== Prompt ==
Present the material below as a numbered list with one line per item, omitting any blank lines.

━━━ Provided records

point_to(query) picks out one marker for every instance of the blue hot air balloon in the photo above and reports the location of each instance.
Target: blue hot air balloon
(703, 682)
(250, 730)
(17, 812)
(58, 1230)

━━━━━━

== Reply to the task ==
1. point_to(query) picks out one marker for every instance of the blue hot air balloon in the photo above and reports the location of each instance.
2. Target: blue hot air balloon
3. (703, 682)
4. (250, 730)
5. (17, 812)
6. (58, 1230)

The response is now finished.